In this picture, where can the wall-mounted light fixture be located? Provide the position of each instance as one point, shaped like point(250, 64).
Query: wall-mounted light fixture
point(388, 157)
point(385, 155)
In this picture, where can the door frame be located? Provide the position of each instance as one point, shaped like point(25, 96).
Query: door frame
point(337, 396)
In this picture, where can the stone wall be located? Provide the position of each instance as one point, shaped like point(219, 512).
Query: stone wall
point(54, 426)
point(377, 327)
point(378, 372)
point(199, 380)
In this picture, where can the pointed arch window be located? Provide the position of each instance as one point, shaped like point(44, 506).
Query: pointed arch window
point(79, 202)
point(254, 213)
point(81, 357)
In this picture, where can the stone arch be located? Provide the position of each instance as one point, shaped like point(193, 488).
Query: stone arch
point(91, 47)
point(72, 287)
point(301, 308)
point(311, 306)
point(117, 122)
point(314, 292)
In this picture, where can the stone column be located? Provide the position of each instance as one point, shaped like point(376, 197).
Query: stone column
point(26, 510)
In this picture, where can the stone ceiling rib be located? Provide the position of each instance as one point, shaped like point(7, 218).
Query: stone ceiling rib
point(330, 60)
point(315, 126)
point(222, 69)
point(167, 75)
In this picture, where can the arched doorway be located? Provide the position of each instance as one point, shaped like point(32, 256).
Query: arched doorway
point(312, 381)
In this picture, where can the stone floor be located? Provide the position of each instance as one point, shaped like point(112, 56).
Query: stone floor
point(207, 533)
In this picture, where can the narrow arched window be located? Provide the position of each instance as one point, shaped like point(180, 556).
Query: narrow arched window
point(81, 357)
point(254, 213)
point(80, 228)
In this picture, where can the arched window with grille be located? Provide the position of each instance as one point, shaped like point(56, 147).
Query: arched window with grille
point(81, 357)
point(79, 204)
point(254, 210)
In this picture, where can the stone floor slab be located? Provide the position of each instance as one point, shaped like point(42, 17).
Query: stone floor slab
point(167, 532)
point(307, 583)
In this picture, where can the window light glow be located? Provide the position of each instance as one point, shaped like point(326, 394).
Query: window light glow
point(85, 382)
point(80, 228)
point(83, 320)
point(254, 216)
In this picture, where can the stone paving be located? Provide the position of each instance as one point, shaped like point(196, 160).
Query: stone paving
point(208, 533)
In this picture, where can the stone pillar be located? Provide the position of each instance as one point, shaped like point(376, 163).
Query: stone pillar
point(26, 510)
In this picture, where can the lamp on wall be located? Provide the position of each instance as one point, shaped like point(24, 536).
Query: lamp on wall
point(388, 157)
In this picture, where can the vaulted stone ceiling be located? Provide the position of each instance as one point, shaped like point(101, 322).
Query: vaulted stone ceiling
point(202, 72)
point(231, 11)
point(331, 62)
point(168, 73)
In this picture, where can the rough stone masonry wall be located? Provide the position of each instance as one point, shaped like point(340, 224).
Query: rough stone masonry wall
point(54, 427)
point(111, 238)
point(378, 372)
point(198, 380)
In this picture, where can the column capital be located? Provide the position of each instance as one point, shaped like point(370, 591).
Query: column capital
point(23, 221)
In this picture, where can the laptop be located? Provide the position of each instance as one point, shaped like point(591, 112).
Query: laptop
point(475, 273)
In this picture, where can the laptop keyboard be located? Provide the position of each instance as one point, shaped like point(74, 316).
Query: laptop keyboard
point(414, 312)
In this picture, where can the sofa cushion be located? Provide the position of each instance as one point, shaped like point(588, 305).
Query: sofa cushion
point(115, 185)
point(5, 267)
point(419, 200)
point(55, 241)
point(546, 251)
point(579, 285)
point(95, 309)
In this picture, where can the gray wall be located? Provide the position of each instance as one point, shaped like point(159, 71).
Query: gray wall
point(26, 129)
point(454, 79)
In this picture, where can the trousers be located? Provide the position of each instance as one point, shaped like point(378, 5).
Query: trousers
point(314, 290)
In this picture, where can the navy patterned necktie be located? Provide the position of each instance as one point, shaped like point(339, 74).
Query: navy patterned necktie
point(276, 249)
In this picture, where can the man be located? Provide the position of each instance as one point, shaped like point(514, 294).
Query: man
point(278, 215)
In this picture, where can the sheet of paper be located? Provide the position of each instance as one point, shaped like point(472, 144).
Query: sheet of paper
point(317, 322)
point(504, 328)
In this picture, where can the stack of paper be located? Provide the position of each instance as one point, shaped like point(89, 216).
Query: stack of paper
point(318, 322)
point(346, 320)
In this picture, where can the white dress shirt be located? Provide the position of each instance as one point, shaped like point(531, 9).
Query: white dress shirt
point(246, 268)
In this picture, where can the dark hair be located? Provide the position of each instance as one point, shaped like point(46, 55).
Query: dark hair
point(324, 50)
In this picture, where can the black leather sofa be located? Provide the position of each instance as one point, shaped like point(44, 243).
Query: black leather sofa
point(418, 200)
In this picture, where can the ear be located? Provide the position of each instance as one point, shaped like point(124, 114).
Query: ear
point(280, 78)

YOUR TASK> What is wanted is the complete set of entries, returned verbatim.

REPLY TO THE EXERCISE>
In this picture, where can the wall-mounted light fixture be located? Provide the position of each instance as one point, shaped like point(250, 64).
Query: wall-mounted light fixture
point(388, 157)
point(385, 155)
In this picture, where can the door frame be located? Provide the position of each instance as one point, shaped like point(25, 96).
Query: door frame
point(337, 396)
In this picture, where can the stone wall be located? Provide the position of each instance as one point, shaped like point(219, 512).
Query: stone wall
point(54, 426)
point(377, 327)
point(378, 372)
point(199, 380)
In this picture, where can the pointed arch window be located? Provide the position of each instance as one point, shaped like point(44, 506).
Query: pointed arch window
point(79, 202)
point(254, 213)
point(81, 357)
In this picture, where can the stone arch be located? Provide the position of each instance as one point, shaped like point(193, 488).
Query: stone arch
point(91, 47)
point(72, 287)
point(301, 308)
point(311, 306)
point(117, 122)
point(314, 292)
In this picture, where can the stone column be located? Provide the position of each instance as one point, shaped like point(376, 197).
Query: stone column
point(26, 510)
In this picture, where can the stone ceiling rib be located? Provide the position of each instance as one point, shaped like point(7, 218).
Query: stone ceiling rib
point(330, 60)
point(315, 126)
point(222, 69)
point(167, 75)
In this picture, where can the arched doorway be located? Provide the position of each instance as one point, shaped like point(32, 256).
Query: arched doorway
point(312, 381)
In this picture, where can the stone floor be located? Provide the position of each instance as one point, shaped like point(112, 56).
Query: stone floor
point(207, 533)
In this picture, where can the narrow arched window be located? Provide the position of each instance as one point, shaped like point(180, 556).
Query: narrow arched window
point(81, 357)
point(254, 213)
point(80, 228)
In this picture, where can the arched window with grille be located? Provide the position of each instance as one point, shaped like point(56, 147).
Query: arched window with grille
point(81, 357)
point(79, 204)
point(254, 210)
In this picture, where can the stone floor slab be located? Provide the position of each instance as one point, shaped like point(42, 17).
Query: stone floor slab
point(167, 532)
point(307, 583)
In this picture, where can the window light glow be located? Provide the position of each instance as one point, shaped like point(326, 394).
Query: window light glow
point(85, 382)
point(80, 228)
point(83, 320)
point(254, 216)
In this picture, where can the stone paving be located? Provide the position of each instance as one point, shaped like point(196, 160).
Query: stone paving
point(208, 533)
In this picture, where can the stone pillar be located? Provide the position of each instance as one point, shaped like point(376, 163).
Query: stone pillar
point(26, 510)
In this picture, where can the lamp on wall be located? Provide the position of each instance as one point, shaped like point(24, 536).
Query: lamp on wall
point(388, 157)
In this picture, where can the vaulted stone ceiling be located? Provide the position of each instance as one point, shaped like point(101, 322).
Query: vaulted stone ceiling
point(202, 72)
point(231, 11)
point(331, 62)
point(168, 73)
In this picture, where can the rough stone masonry wall be located? Provide the position of each instance as one point, shaped like point(340, 224).
Query: rough stone masonry wall
point(54, 427)
point(111, 238)
point(378, 372)
point(198, 380)
In this picture, where can the column capital be located? Provide the position of each instance as one point, shaped like point(370, 591).
Query: column capital
point(23, 221)
In this picture, where can the laptop be located? Provide the position of each instance as one point, shaped like point(591, 112).
Query: laptop
point(475, 273)
In this picture, where can the laptop keyboard be located? Provide the position of each instance as one point, shaped like point(74, 316).
Query: laptop keyboard
point(414, 312)
In this picture, where can the sofa cushion be located? Provide the position of each instance as one point, shaped like point(588, 305).
Query: sofa cushion
point(115, 185)
point(5, 267)
point(419, 200)
point(55, 241)
point(546, 251)
point(579, 285)
point(95, 309)
In this picture, where can the gray wall be located? Provide the position of each instance as one point, shaped like point(159, 71).
Query: gray wall
point(26, 129)
point(454, 79)
In this picture, where can the trousers be located? Provide the position of each instance as one point, shaped like point(378, 5).
Query: trousers
point(314, 290)
In this picture, where can the navy patterned necktie be located? Provide the position of each instance as one point, shaped like point(339, 74).
Query: navy patterned necktie
point(276, 249)
In this picture, where can the man be located? Provide the position of each instance as one point, shaped like point(514, 294).
Query: man
point(278, 215)
In this picture, where can the sheet of paper be located? Provide the position of each instance as one point, shaped like point(472, 144).
Query: sheet of paper
point(317, 322)
point(504, 328)
In this picture, where can the stack of paper be located? Provide the position of each instance as one point, shaped like point(89, 216).
Query: stack of paper
point(318, 322)
point(346, 320)
In this picture, where can the white dress shirt be located? Provide the position of each instance as one point, shaped like point(531, 9).
Query: white dress shirt
point(246, 268)
In this picture, where can the dark hair be located? Provide the position of each instance as one point, shaped like point(46, 55).
Query: dark hair
point(324, 50)
In this picture, where can the black leather sofa be located? Provide the position of each instance as one point, shaped like point(44, 243).
Query: black leather sofa
point(418, 200)
In this picture, where can the ear be located? Provide the position of each instance as one point, shaped like point(124, 114).
Query: ear
point(280, 78)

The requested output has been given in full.